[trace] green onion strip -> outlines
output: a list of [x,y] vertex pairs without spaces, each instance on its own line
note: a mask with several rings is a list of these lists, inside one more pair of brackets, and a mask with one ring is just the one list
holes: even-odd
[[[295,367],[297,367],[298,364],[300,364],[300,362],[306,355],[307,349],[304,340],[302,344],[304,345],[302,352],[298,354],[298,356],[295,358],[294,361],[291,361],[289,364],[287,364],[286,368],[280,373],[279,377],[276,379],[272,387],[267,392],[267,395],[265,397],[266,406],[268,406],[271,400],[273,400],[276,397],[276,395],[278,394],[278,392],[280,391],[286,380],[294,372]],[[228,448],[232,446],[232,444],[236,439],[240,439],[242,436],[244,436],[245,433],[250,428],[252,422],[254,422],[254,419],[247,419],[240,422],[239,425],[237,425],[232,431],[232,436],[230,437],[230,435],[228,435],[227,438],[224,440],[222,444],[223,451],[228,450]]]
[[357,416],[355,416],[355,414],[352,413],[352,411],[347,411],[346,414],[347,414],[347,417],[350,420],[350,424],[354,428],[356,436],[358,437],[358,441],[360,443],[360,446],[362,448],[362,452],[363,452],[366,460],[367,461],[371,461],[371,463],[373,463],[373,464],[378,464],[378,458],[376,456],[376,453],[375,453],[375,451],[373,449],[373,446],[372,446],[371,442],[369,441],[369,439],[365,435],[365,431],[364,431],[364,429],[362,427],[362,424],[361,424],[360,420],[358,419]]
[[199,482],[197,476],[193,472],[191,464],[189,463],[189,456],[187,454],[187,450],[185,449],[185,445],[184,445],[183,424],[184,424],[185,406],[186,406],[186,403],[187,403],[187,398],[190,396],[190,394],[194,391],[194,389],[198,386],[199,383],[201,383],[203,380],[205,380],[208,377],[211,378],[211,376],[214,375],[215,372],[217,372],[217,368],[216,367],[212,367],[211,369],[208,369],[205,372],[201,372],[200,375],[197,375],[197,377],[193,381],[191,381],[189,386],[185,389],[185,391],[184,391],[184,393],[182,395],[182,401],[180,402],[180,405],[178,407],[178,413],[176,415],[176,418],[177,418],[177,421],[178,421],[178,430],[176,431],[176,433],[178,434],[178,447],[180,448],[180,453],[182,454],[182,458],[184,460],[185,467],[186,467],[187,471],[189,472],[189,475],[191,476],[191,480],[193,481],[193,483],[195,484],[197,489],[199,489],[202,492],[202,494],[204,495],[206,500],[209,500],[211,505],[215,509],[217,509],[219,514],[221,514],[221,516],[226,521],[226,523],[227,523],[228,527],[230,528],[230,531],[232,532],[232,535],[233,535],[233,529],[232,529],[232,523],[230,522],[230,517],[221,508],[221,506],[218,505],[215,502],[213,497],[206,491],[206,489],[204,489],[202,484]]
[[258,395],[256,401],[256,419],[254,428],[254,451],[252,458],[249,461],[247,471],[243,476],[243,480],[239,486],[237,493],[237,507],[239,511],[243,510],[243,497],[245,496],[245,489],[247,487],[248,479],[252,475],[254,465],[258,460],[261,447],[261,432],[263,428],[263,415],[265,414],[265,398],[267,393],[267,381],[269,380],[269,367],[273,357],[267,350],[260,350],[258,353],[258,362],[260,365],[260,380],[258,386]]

Problem requirements — Copy the lines from the start of the rows up to and including the line with "holes: even-odd", substituting "scallion" for "green onion" and leaving everything else unchanged. Give only those lines.

Task response —
[trace] scallion strip -> outlines
output: a list of [x,y] vertex pairs without spaces, each instance on its own line
note: a mask with several rings is a list of these lists, inside one more pair of brackets, and a mask with one ring is just the one list
holes: even-odd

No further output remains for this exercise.